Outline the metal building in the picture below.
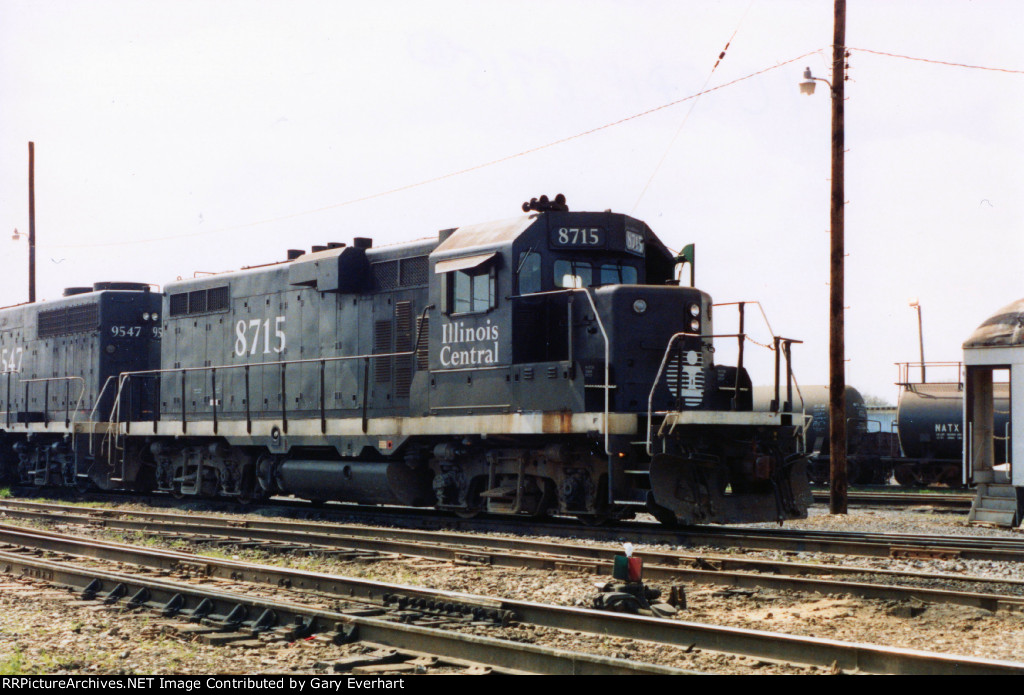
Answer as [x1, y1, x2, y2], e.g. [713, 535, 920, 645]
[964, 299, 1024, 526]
——
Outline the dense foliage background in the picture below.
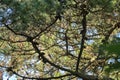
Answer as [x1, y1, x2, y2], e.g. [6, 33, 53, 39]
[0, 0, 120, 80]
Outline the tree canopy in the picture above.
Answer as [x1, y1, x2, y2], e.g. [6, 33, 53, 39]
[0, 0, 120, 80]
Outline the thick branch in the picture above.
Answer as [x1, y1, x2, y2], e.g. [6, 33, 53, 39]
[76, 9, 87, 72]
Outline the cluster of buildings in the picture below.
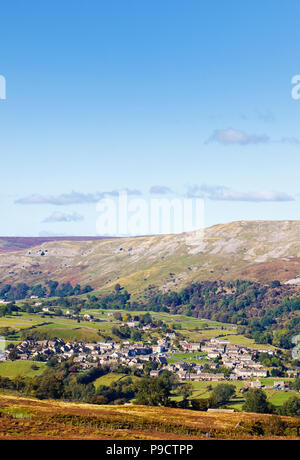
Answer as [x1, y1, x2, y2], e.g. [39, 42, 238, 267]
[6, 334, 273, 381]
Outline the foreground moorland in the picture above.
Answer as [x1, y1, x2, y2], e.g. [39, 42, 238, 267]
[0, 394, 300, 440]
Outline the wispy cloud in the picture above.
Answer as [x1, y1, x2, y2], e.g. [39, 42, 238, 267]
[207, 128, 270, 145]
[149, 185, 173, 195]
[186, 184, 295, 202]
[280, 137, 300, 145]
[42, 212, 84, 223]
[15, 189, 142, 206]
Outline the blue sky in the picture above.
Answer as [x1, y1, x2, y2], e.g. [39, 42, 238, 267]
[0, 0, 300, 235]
——
REQUIRED WORK
Copy out the items word for word, from the line with "Outline the metal" up to and including the line with "[964, 299, 1024, 526]", and leave the pictures out.

COMPLETE RESPONSE
Outline the metal building in the picture below.
Answer as [x1, y1, x2, y2], e.g. [713, 535, 920, 645]
[964, 299, 1024, 526]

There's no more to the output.